- **Prompt**: Write out the part of the letter to Lucia below, starting with "I can't believe it's" and going on through "be reckoned with.", with no changes.

- **Exercise text**:
Monday, October 4, 2010

October 4, 2010

Dear Lucia,

Today was another big day! I am trying to keep up with all of your tricks so I can document them. I can't believe that today, around the same time you were born, you reached another huge milestone! You were able to suck on a pacifier with a little of my milk on it. You worked with a speech therapist on your sucking motions. The doctors were worried that you didn't have a gag reflex but you definitely do! How could they tell anyway with that tube down your throat? I'm pretty sure you did gag; you threw up quite a few times, after all. Next, after you mastered the pacifier, you showed us how you can drink milk from the bottle too!! You are so amazing - you drank 30 mL of milk! I get to give you another bottle tomorow and then eventually you can breastfeed, once we establish that you can swallow and not gag or throw up.

I can't believe it's only been three weeks since your birth. I do celebrate every week because every week is a gift. Every day is. I'm still blown away that you are here, fighting, making me proud, showing the doctors. 3 weeks ago we weren't sure you'd make it through the night. I wasn't sure of anything. Now here you are, showing everyone you are the boss, you are strong, you are a force to be reckoned with.

I feel pain when I have to leave you at night. You were crying when I left tonight. There are not enough hours in the day. I just want to hold you and kiss you and make up for all the pain of your birth, make up for all the lost time. It may seem short, a couple of weeks, but I feel I have to. I look at you and I well up in tears. I hate that you went through all this at such a younge age. I know it's not my fault, but I'm so sorry. I hate that you had to endure this. You look back at me as if to say that it's ok, you're tough, you're strong, you can handle it. I love you, and I am so sorry that you went through this. I will spend the rest of my life making up for this partly because I feel bad and partly because I will never take a second of time with you for granted. This has been such an emotional roller coaster, the past three weeks. I'm glad you are doing so well and there is a light at the end of it all. I try to focus on that when I get overwhelmed. I can easily cry from joy as easily as I can cry from sadness these days.

I love you! You keep fighting, Lucia!

- **Given entries**:
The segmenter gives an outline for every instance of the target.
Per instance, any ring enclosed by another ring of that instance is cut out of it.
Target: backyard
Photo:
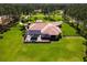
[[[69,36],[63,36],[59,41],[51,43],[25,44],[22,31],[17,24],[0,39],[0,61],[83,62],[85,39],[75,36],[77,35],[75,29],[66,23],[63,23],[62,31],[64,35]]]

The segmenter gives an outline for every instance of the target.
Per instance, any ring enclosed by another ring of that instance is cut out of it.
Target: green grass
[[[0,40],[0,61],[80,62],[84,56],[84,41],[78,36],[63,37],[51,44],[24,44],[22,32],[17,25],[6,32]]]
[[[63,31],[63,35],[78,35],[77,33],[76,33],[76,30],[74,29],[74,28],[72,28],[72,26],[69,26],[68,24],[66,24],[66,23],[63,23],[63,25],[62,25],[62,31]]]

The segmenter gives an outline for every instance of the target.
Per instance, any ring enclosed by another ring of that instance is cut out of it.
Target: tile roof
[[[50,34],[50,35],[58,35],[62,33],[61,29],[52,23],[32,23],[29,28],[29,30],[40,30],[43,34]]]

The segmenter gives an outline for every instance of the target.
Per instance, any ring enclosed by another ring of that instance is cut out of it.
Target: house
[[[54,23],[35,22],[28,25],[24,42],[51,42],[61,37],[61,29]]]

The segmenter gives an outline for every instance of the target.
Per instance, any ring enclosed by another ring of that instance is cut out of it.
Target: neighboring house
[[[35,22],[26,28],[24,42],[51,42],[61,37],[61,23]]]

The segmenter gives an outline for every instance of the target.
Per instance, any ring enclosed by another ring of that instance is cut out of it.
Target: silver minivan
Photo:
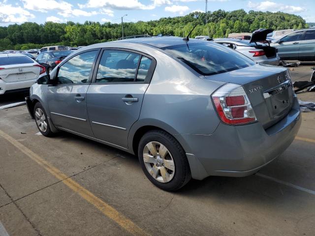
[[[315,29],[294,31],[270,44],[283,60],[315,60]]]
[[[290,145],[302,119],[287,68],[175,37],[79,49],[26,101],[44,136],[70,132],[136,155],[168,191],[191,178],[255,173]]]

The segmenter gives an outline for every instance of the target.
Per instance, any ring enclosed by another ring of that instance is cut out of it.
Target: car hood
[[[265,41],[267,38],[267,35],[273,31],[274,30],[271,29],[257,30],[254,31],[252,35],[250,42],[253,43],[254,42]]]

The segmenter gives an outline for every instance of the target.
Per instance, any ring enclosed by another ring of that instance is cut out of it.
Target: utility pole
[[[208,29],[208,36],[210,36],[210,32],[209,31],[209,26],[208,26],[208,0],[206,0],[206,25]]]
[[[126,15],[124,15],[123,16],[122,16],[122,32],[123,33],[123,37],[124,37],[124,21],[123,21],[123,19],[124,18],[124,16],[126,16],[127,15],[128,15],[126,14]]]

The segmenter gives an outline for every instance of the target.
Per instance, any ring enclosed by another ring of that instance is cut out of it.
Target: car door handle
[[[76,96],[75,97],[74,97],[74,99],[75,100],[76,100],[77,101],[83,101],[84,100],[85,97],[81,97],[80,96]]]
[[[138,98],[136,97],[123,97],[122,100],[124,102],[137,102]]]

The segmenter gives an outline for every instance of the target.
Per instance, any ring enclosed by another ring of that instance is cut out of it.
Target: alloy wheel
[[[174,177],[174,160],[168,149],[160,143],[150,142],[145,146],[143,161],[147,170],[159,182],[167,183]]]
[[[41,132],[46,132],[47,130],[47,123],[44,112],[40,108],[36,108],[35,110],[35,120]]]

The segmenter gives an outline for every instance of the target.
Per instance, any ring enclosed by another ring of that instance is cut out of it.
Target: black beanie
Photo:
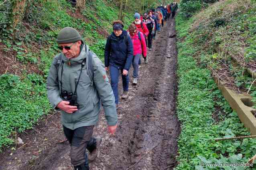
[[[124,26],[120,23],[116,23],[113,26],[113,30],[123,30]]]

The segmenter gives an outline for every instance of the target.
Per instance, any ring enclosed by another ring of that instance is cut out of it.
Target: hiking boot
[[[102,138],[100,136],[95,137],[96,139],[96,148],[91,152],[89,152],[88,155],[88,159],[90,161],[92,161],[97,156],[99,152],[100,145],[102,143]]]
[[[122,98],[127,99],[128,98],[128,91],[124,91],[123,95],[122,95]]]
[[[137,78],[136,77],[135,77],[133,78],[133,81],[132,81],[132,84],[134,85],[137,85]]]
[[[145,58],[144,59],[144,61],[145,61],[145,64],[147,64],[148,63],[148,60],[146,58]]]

- **Written solution**:
I can't believe it's only been three weeks since your birth. I do celebrate every week because every week is a gift. Every day is. I'm still blown away that you are here, fighting, making me proud, showing the doctors. 3 weeks ago we weren't sure you'd make it through the night. I wasn't sure of anything. Now here you are, showing everyone you are the boss, you are strong, you are a force to be reckoned with.